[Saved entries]
════════
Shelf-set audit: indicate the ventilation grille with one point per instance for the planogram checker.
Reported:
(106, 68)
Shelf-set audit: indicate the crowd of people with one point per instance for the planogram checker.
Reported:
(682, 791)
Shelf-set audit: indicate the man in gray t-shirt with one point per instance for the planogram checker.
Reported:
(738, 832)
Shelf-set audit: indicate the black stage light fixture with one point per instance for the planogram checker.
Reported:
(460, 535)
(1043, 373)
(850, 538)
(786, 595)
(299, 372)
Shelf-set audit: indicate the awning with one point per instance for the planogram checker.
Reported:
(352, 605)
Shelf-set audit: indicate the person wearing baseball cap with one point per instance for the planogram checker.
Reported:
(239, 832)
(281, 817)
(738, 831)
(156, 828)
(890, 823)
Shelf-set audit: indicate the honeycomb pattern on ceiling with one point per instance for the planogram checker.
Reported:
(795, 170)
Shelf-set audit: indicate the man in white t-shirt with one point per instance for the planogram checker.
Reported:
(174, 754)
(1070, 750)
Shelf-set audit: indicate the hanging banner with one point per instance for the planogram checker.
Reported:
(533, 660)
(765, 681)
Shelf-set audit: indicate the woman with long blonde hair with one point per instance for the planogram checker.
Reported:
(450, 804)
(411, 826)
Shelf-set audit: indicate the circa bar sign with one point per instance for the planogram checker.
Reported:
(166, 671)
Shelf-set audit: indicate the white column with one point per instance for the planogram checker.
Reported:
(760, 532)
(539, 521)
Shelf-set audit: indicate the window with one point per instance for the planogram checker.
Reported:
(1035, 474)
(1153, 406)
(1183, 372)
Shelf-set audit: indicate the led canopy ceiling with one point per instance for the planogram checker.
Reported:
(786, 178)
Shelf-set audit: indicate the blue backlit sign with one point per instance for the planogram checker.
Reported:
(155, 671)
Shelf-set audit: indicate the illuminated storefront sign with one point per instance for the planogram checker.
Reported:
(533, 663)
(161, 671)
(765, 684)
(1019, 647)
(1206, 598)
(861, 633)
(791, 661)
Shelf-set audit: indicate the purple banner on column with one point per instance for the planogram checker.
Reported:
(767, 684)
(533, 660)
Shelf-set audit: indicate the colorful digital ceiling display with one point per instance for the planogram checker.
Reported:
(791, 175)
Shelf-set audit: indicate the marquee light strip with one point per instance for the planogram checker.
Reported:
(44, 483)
════════
▶ _PROBLEM STATEMENT_: Which lines above hold the string "sign"? Please copy all of them.

▶ _SOLVED EXERCISE_:
Shelf-set audit: indicate the circa bar sign with one point per instance for the planogram checker.
Shelf-set audit: indicate the blue backlit sign with one point per instance for the planogram checker.
Shelf-set audit: indicate the illuminated storefront sign with one point per instance for the planogram checker.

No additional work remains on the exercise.